*Directions for this task:* Every line of the listing is to be returned exactly as given.
Supplied records: Begin
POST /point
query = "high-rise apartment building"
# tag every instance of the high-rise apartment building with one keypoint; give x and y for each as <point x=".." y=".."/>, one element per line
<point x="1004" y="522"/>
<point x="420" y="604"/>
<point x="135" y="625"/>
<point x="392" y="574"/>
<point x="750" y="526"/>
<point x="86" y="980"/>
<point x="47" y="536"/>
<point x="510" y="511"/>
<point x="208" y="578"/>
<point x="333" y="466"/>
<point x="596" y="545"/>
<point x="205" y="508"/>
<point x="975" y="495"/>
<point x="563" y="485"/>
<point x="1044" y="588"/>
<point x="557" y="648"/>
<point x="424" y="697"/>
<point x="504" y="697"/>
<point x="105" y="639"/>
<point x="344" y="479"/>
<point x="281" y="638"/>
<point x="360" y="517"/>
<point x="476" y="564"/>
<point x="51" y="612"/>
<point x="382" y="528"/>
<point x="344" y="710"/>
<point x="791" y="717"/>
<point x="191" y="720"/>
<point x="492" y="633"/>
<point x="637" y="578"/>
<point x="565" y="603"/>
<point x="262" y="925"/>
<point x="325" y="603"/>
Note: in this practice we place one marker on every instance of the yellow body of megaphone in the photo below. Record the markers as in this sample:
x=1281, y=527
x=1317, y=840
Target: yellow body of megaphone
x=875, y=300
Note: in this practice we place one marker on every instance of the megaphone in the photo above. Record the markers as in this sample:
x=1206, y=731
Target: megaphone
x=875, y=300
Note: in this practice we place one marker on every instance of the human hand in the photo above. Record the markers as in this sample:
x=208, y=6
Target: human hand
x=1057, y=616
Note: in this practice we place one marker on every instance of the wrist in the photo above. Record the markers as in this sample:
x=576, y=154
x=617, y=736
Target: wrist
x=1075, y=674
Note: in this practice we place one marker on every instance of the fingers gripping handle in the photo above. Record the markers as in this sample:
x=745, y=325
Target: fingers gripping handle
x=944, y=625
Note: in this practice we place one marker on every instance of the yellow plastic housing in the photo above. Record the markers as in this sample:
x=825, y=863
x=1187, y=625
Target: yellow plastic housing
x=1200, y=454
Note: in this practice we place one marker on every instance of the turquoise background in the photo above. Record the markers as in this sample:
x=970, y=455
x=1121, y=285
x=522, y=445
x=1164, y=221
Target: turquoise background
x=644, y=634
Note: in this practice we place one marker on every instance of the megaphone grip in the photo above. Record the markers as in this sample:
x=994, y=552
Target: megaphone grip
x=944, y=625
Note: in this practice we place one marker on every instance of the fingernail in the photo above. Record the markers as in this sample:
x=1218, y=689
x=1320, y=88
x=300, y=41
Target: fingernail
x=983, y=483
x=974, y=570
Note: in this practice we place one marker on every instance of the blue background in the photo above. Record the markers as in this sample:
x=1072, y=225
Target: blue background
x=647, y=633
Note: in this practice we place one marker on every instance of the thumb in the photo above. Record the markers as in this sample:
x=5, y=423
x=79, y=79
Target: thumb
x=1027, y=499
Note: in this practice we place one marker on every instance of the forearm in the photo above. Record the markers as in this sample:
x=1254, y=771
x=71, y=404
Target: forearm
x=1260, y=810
Supplied records: End
*Response for this exercise:*
POST /point
query = "high-rise apartment building"
# tag every instance of the high-rise apartment building with one keypoint; give x and y for each as <point x=".." y=".."/>, one element per line
<point x="1004" y="522"/>
<point x="420" y="604"/>
<point x="135" y="625"/>
<point x="392" y="574"/>
<point x="750" y="526"/>
<point x="86" y="980"/>
<point x="47" y="536"/>
<point x="510" y="511"/>
<point x="208" y="578"/>
<point x="333" y="466"/>
<point x="596" y="545"/>
<point x="205" y="508"/>
<point x="975" y="495"/>
<point x="563" y="485"/>
<point x="1044" y="588"/>
<point x="557" y="648"/>
<point x="424" y="697"/>
<point x="504" y="697"/>
<point x="105" y="639"/>
<point x="344" y="479"/>
<point x="281" y="638"/>
<point x="360" y="517"/>
<point x="476" y="564"/>
<point x="51" y="612"/>
<point x="382" y="528"/>
<point x="344" y="710"/>
<point x="791" y="717"/>
<point x="191" y="720"/>
<point x="492" y="633"/>
<point x="637" y="578"/>
<point x="565" y="603"/>
<point x="262" y="925"/>
<point x="325" y="603"/>
Note: in this practice we place one marker on every instance of the yellow body of megaphone in the photo below. Record the markers as in this sample:
x=1281, y=527
x=1317, y=840
Target: yellow body of megaphone
x=875, y=300
Note: in this practice we place one marker on every instance of the megaphone in the photo above. Record the markers as in this sample:
x=1206, y=731
Target: megaphone
x=875, y=300
Note: in this practice we place one marker on every instance of the human hand in the photo above. Record the markers as in this sample:
x=208, y=6
Target: human hand
x=1057, y=616
Note: in this practice we place one marker on every instance of the wrist in the photo above. Record the markers as in this sample:
x=576, y=154
x=617, y=736
Target: wrist
x=1075, y=674
Note: in this practice we place one marker on every instance of the fingers gripping handle in the photo above. Record the markers as in this sample:
x=745, y=325
Target: fingers gripping handle
x=944, y=625
Note: in this practice we place one marker on every instance of the yellow plastic housing in the photo above. Record the markers as in this sample:
x=825, y=863
x=1187, y=625
Target: yellow plastic housing
x=1200, y=454
Note: in this practice we place one marker on every instance of the turquoise background in the photo above. Record the markers as in this sample:
x=970, y=455
x=1121, y=285
x=522, y=445
x=1164, y=221
Target: turquoise background
x=644, y=634
Note: in this practice we place one marker on every instance of the megaphone grip in the photo above. Record the markers as in this sample:
x=994, y=552
Target: megaphone grip
x=944, y=625
Note: in this practice we place one marker on every instance of the fingernail in the photo above. Record the markers as in this sample:
x=1218, y=689
x=1320, y=88
x=300, y=41
Target: fingernail
x=983, y=483
x=974, y=570
Note: in this practice we place one marker on every instance of the blue background in the photo above. Record the markers as in this sample:
x=1072, y=225
Target: blue background
x=647, y=633
Note: in this practice we place one marker on every instance of the thumb in the photo above. Record the markers as in this sample:
x=5, y=423
x=79, y=79
Target: thumb
x=1027, y=499
Note: in this practice we place one marker on every instance of the forearm in the photo above. Record the markers as in this sample:
x=1254, y=771
x=71, y=404
Target: forearm
x=1260, y=810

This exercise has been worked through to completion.